Write the records out again, exactly.

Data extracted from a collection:
----------

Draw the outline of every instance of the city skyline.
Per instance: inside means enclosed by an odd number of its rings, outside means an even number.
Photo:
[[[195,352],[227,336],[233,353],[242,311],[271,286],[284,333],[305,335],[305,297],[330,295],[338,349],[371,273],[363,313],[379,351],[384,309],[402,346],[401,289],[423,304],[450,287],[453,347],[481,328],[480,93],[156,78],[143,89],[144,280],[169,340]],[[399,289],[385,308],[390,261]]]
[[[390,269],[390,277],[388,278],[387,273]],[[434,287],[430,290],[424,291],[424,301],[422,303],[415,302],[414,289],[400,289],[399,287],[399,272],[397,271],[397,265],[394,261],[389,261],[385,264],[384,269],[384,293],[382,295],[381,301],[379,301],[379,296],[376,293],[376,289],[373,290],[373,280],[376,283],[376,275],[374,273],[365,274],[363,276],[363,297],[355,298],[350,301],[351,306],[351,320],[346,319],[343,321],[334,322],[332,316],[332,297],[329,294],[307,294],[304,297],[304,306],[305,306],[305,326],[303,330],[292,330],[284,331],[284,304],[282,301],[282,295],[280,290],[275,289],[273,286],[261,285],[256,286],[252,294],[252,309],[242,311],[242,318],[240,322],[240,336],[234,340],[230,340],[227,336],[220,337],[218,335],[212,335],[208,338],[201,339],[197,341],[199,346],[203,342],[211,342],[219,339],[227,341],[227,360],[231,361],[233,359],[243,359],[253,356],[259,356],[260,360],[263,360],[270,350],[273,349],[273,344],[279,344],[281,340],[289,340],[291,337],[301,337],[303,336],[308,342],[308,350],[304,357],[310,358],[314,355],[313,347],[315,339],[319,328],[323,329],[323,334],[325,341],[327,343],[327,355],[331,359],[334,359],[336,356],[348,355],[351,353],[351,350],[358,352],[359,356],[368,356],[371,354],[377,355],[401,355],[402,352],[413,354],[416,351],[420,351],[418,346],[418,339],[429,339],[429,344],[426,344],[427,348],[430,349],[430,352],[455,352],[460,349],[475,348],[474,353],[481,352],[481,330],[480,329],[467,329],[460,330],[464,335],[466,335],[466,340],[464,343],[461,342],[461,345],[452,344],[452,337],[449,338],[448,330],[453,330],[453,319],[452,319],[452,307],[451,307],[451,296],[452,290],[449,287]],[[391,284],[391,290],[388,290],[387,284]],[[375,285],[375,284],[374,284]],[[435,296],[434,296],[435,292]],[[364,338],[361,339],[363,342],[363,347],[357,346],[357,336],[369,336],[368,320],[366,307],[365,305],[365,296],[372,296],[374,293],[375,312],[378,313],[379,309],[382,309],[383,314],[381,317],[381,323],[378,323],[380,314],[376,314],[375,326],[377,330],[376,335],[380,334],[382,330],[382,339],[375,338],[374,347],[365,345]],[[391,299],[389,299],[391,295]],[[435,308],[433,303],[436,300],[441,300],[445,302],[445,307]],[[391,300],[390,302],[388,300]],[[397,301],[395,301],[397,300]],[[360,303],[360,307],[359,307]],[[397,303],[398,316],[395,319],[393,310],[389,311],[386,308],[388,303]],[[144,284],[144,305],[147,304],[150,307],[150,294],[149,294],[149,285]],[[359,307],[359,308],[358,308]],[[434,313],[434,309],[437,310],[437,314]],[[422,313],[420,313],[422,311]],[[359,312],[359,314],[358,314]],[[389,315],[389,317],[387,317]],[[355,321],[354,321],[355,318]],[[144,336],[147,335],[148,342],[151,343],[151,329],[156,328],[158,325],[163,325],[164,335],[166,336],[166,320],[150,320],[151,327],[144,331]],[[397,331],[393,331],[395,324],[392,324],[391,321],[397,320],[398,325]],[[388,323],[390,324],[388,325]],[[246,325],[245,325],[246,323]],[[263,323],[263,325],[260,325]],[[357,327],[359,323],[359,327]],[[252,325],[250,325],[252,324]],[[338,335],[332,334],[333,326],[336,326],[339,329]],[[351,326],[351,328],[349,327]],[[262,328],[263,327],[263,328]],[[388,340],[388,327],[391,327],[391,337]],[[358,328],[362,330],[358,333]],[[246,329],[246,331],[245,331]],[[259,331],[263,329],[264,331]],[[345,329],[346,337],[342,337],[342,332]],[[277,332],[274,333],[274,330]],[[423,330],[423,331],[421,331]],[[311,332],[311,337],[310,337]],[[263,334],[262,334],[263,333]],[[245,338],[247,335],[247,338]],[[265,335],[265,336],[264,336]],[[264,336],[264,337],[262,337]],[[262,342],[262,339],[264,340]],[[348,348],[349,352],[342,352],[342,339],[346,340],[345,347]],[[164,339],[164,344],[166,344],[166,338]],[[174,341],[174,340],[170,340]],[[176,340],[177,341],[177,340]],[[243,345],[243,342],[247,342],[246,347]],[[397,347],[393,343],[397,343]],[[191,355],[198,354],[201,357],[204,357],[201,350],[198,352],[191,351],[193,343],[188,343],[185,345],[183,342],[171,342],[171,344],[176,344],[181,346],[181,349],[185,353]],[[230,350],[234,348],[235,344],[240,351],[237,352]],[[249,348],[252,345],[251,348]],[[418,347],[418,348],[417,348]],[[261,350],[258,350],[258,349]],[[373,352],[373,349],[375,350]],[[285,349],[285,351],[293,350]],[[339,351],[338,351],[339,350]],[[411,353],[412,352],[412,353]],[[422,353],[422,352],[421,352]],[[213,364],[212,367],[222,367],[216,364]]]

----------

> EXERCISE OUTPUT:
Draw the outline of every instance of the city skyline.
Per instance: inside means enclosed by an odd number of its rings, outside means an even number.
Photo:
[[[195,352],[227,336],[233,353],[242,311],[271,286],[284,333],[305,335],[305,297],[330,295],[338,349],[371,273],[363,313],[379,351],[384,309],[402,346],[401,289],[423,304],[450,287],[453,347],[481,328],[480,93],[156,78],[143,89],[144,280],[169,340]],[[399,289],[385,308],[390,261]]]
[[[390,269],[390,277],[388,278],[387,273]],[[434,287],[430,290],[424,291],[424,301],[422,303],[415,302],[414,289],[400,289],[399,287],[399,272],[397,271],[397,265],[394,261],[389,261],[385,264],[384,269],[384,293],[382,295],[381,301],[379,301],[379,296],[376,293],[376,289],[373,290],[373,280],[376,283],[376,275],[374,273],[365,274],[363,276],[363,297],[355,298],[350,301],[351,306],[351,320],[346,319],[343,321],[334,322],[332,316],[332,297],[329,294],[307,294],[304,297],[304,306],[305,306],[305,326],[303,330],[292,330],[284,331],[284,304],[282,301],[282,295],[280,290],[275,289],[273,286],[261,285],[256,286],[252,294],[252,309],[242,311],[242,318],[240,322],[240,336],[234,340],[230,340],[227,336],[220,337],[218,335],[212,335],[208,338],[201,339],[197,341],[199,346],[203,342],[211,342],[219,339],[227,341],[227,360],[231,361],[233,359],[243,359],[253,356],[259,356],[260,360],[263,360],[270,350],[273,349],[273,344],[279,344],[281,340],[289,340],[291,337],[301,337],[303,336],[308,342],[308,350],[304,357],[310,358],[314,355],[313,347],[315,339],[319,328],[323,329],[323,334],[325,341],[327,343],[327,355],[331,359],[334,359],[336,356],[348,355],[351,353],[351,350],[358,352],[359,356],[368,356],[371,354],[377,355],[401,355],[402,352],[413,354],[416,351],[420,351],[418,346],[418,339],[429,339],[429,344],[426,344],[427,348],[430,349],[430,352],[455,352],[460,349],[475,348],[474,353],[481,352],[481,330],[480,329],[467,329],[460,330],[464,335],[466,335],[466,340],[464,343],[461,342],[461,345],[452,344],[452,337],[449,338],[448,330],[453,330],[453,319],[452,319],[452,307],[451,307],[451,296],[452,290],[449,287]],[[391,284],[391,290],[388,290],[387,284]],[[375,285],[375,284],[374,284]],[[435,296],[434,296],[435,292]],[[364,338],[361,339],[363,342],[363,347],[357,346],[357,336],[369,336],[368,320],[366,307],[365,305],[365,296],[372,296],[374,293],[375,312],[378,313],[379,309],[382,309],[383,314],[381,317],[381,323],[378,323],[380,314],[376,314],[375,326],[377,330],[376,335],[380,334],[382,330],[382,339],[375,338],[374,347],[365,345]],[[391,299],[389,299],[391,295]],[[435,308],[433,303],[436,300],[441,300],[445,302],[445,307]],[[391,300],[390,302],[388,300]],[[397,301],[395,301],[397,300]],[[360,303],[360,307],[359,307]],[[397,303],[398,316],[395,319],[393,310],[389,311],[386,308],[388,303]],[[144,284],[144,305],[147,304],[150,307],[150,294],[149,294],[149,285]],[[359,307],[359,308],[358,308]],[[434,313],[434,309],[437,310],[437,314]],[[422,313],[420,313],[422,311]],[[359,312],[359,314],[358,314]],[[389,315],[389,317],[387,317]],[[355,321],[354,321],[355,318]],[[144,336],[147,335],[148,342],[151,343],[151,329],[156,328],[158,325],[163,325],[164,335],[166,336],[166,320],[150,320],[151,327],[144,331]],[[397,331],[393,331],[395,324],[392,324],[391,321],[397,320],[398,325]],[[388,323],[390,324],[388,325]],[[246,325],[245,325],[246,323]],[[263,323],[263,325],[260,325]],[[357,327],[359,323],[359,327]],[[252,325],[250,325],[252,324]],[[338,335],[332,334],[333,326],[336,326],[339,329]],[[351,326],[351,328],[349,327]],[[262,328],[263,327],[263,328]],[[388,340],[388,327],[391,327],[391,337]],[[358,328],[362,330],[358,333]],[[246,329],[246,331],[245,331]],[[259,331],[263,329],[264,331]],[[345,329],[346,337],[342,337],[342,332]],[[277,332],[274,333],[274,330]],[[423,330],[423,331],[421,331]],[[311,332],[311,337],[310,337]],[[263,334],[262,334],[263,333]],[[245,338],[247,335],[247,338]],[[265,335],[265,336],[264,336]],[[264,336],[264,337],[262,337]],[[262,342],[262,339],[264,340]],[[348,348],[349,352],[342,352],[342,339],[346,340],[345,347]],[[164,339],[164,344],[166,344],[166,338]],[[174,341],[174,340],[170,340]],[[176,340],[177,341],[177,340]],[[243,345],[243,342],[247,342],[246,347]],[[397,347],[393,343],[397,343]],[[191,355],[198,354],[201,357],[204,357],[201,350],[198,352],[191,351],[193,343],[188,343],[185,345],[183,342],[171,342],[171,344],[176,344],[181,346],[181,349],[185,353]],[[230,350],[234,348],[235,344],[240,351],[237,352]],[[249,348],[252,345],[251,348]],[[418,347],[418,348],[417,348]],[[261,350],[258,350],[258,349]],[[373,352],[373,349],[375,350]],[[285,349],[285,351],[293,350]],[[339,351],[338,351],[339,350]],[[411,353],[412,352],[412,353]],[[422,353],[422,352],[421,352]],[[213,364],[212,367],[222,367],[216,364]]]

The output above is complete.